**Task item:**
For every record here, output an exact copy.

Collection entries
※

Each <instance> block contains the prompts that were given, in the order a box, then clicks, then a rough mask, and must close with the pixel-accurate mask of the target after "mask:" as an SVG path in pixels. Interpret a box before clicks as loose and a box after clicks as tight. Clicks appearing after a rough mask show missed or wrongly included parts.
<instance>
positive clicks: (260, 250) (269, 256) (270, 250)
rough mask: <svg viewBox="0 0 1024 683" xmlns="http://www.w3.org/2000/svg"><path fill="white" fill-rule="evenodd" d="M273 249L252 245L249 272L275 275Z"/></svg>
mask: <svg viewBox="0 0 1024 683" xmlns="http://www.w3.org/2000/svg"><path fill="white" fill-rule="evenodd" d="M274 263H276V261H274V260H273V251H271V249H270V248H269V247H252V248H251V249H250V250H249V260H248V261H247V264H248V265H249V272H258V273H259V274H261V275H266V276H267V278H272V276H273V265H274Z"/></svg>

※

**Answer to this problem:**
Each <instance> block contains the prompts that were given, in the order a box, then clicks, then a rough mask, and must close with the pixel-accurate mask of the target after "mask:" as an SVG path in pixels. Interpret a box before clicks as loose and a box after clicks as tight. Clicks appearing after a rough mask show missed or wrongly included parts.
<instance>
positive clicks: (260, 250) (269, 256) (270, 250)
rough mask: <svg viewBox="0 0 1024 683" xmlns="http://www.w3.org/2000/svg"><path fill="white" fill-rule="evenodd" d="M273 249L252 245L249 272L275 275Z"/></svg>
mask: <svg viewBox="0 0 1024 683" xmlns="http://www.w3.org/2000/svg"><path fill="white" fill-rule="evenodd" d="M274 263H276V261H274V260H273V251H271V249H270V248H269V247H252V248H251V249H250V250H249V260H248V261H247V264H248V265H249V272H258V273H259V274H261V275H266V276H267V278H272V276H273V265H274Z"/></svg>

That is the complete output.